EXCERPT PROVIDED ▸
----

For $n \in \mathbb N$ set $B_n = \{f \in L^2[0,1]\mid \|f\|_2 \le n \}$. We will show that $B_n$ is nowhere dense in $L^1$. Let $g \in L^1[0,1]\setminus L^2[0,1]$ and $f \in B_n$, then $f + \frac 1k g \to f$ in $L^1$ but $f+\frac 1k g \not\in B_n$ for all $k$. Hence $f \not\in \mathring{B_n}$ and $B_n$ doesn't have inner points. On the other hand, $B_n$ is closed in $L^1$: Let $g \in L^1$ and $g_k \in B_n$, $g_k \to g$. Then $g_{k_\ell} \to g$ almost everywhere for some subsequence, it follows by dominated convergence $\int_0^1 |g|^2\, dx = \lim_k \int_0^1 |g_k|^2 \, dx \le n$ so $g \in B_n$.

----

DATA PROVIDED ▸
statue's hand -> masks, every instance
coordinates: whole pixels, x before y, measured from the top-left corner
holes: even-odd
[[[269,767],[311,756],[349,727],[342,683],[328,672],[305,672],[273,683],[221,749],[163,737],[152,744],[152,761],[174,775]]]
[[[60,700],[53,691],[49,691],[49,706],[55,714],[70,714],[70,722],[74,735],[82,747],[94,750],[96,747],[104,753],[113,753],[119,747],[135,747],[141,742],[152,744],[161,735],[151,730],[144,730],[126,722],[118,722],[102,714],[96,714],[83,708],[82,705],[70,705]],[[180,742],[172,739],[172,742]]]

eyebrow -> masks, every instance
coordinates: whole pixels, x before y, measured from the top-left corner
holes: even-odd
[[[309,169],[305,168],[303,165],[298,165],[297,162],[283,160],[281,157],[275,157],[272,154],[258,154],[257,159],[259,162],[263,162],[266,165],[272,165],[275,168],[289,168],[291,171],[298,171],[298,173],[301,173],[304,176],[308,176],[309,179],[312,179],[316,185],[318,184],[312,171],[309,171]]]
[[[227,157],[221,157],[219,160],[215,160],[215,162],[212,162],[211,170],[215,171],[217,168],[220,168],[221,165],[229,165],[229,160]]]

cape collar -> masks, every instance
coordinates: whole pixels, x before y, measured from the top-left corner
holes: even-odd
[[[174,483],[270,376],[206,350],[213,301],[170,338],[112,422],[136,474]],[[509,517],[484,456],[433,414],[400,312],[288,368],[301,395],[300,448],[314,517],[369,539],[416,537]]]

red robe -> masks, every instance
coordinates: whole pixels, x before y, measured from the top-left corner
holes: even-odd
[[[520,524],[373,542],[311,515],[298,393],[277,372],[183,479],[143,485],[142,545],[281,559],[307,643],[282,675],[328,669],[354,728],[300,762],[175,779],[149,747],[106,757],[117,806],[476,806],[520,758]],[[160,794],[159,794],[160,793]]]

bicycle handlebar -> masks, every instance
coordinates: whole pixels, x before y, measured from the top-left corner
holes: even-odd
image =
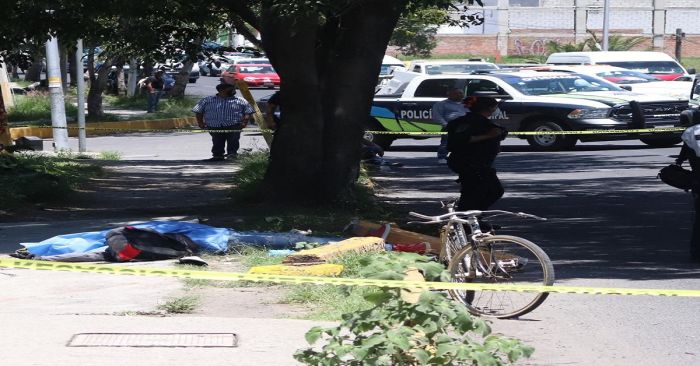
[[[540,221],[547,221],[546,218],[544,217],[539,217],[536,215],[524,213],[524,212],[511,212],[511,211],[503,211],[503,210],[489,210],[489,211],[479,211],[479,210],[470,210],[470,211],[456,211],[456,212],[448,212],[446,214],[438,215],[438,216],[427,216],[423,214],[419,214],[417,212],[409,212],[408,213],[410,216],[417,217],[420,219],[424,219],[427,221],[412,221],[412,223],[416,224],[439,224],[443,223],[446,221],[450,220],[455,220],[459,219],[459,216],[462,217],[477,217],[477,216],[482,216],[482,215],[489,215],[489,216],[496,216],[496,215],[512,215],[512,216],[517,216],[517,217],[523,217],[523,218],[528,218],[528,219],[535,219],[535,220],[540,220]],[[459,219],[461,220],[461,219]]]

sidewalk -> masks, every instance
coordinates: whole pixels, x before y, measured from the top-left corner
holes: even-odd
[[[164,267],[168,262],[128,265]],[[175,278],[0,268],[2,364],[296,365],[292,355],[306,346],[306,331],[331,325],[237,318],[235,305],[230,317],[124,315],[153,312],[182,287]],[[239,342],[236,348],[68,347],[78,333],[235,333]]]

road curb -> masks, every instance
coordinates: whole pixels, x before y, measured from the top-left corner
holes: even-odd
[[[109,129],[141,129],[141,130],[170,130],[175,128],[186,128],[195,126],[197,120],[194,117],[181,118],[166,118],[157,120],[135,120],[135,121],[118,121],[118,122],[95,122],[88,123],[87,127],[99,128],[104,130],[89,130],[88,135],[110,135],[114,131]],[[75,123],[68,124],[68,136],[78,136],[78,125]],[[40,138],[52,138],[53,129],[47,127],[13,127],[10,128],[10,136],[13,140],[23,136],[37,136]]]

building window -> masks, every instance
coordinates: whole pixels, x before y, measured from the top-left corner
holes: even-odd
[[[540,6],[540,0],[508,0],[508,5],[512,7],[530,7],[537,8]]]

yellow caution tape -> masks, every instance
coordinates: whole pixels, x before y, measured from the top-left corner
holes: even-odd
[[[513,131],[508,132],[508,136],[536,136],[536,135],[600,135],[600,134],[630,134],[630,133],[669,133],[683,132],[685,127],[664,127],[664,128],[638,128],[627,130],[584,130],[584,131]],[[399,131],[366,131],[375,135],[423,135],[440,136],[447,132],[399,132]]]
[[[269,274],[251,274],[236,272],[191,271],[187,269],[147,268],[140,266],[120,266],[102,264],[77,264],[64,262],[47,262],[0,258],[0,267],[24,268],[50,271],[105,273],[132,276],[159,276],[176,278],[193,278],[217,281],[255,281],[288,284],[314,284],[335,286],[378,286],[403,289],[425,290],[488,290],[516,292],[549,292],[565,294],[594,294],[594,295],[648,295],[648,296],[680,296],[700,297],[700,290],[667,290],[667,289],[635,289],[635,288],[601,288],[576,286],[537,286],[537,285],[504,285],[483,283],[457,282],[422,282],[422,281],[390,281],[364,278],[338,278],[313,276],[287,276]]]
[[[275,130],[265,128],[246,128],[236,130],[208,130],[205,128],[109,128],[109,127],[52,127],[52,126],[31,126],[34,128],[57,128],[57,129],[84,129],[84,130],[100,130],[100,131],[130,131],[130,132],[210,132],[210,133],[229,133],[229,132],[253,132],[253,133],[273,133]],[[685,127],[664,127],[664,128],[639,128],[626,130],[583,130],[583,131],[513,131],[508,132],[508,136],[537,136],[537,135],[619,135],[632,133],[669,133],[683,132]],[[404,136],[440,136],[446,135],[447,132],[409,132],[409,131],[365,131],[373,135],[404,135]]]

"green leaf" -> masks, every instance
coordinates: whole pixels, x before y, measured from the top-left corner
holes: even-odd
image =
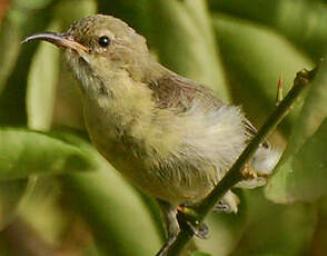
[[[266,187],[266,196],[275,203],[311,201],[327,193],[320,184],[327,178],[326,70],[324,63],[308,91],[276,174]]]
[[[98,168],[93,152],[87,148],[23,129],[1,128],[0,150],[0,180]]]
[[[160,249],[161,237],[143,200],[106,160],[101,171],[63,180],[103,255],[152,256]]]
[[[150,46],[160,62],[229,99],[205,1],[152,0]]]
[[[313,63],[280,35],[250,22],[225,16],[214,19],[218,45],[235,102],[262,124],[275,108],[277,83],[284,73],[284,91],[289,90],[298,70]],[[281,124],[288,134],[296,112]]]
[[[47,30],[60,31],[95,11],[96,3],[92,0],[61,1],[56,6],[54,18]],[[53,45],[42,42],[32,59],[27,89],[28,125],[32,129],[48,130],[51,127],[60,68],[59,55],[59,49]]]
[[[247,225],[231,256],[310,255],[317,225],[316,207],[309,204],[277,205],[262,189],[246,190]]]
[[[207,254],[204,252],[194,252],[189,256],[210,256],[211,254]]]
[[[22,17],[18,11],[11,11],[1,22],[0,28],[0,93],[7,85],[14,68],[20,50],[20,26]]]
[[[59,28],[59,21],[53,20],[48,31]],[[31,129],[48,130],[51,127],[59,53],[54,46],[42,42],[32,59],[27,88],[28,126]]]
[[[327,118],[270,180],[267,196],[277,203],[313,201],[327,194]]]
[[[16,217],[27,184],[26,179],[0,181],[0,232]]]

----

WORK TO DO ▸
[A] According to the excerpt, which functions belong to the set B_n?
[B] Which lines of the records contain the string "instance"? Find every one, treating case as significant, and copy each line.

RESULTS BY TASK ▸
[A] The functions f in L^2[0,1] whose L^2 norm is at most n.

[B]
statue's hand -> masks, every instance
eyebrow -> masks, every instance
cape collar -> masks, every instance
red robe -> masks, every instance
bicycle handlebar -> masks, every instance
sidewalk -> masks, every instance
road curb -> masks, every instance
building window -> masks, every instance
yellow caution tape -> masks, every instance
"green leaf" -> masks, every instance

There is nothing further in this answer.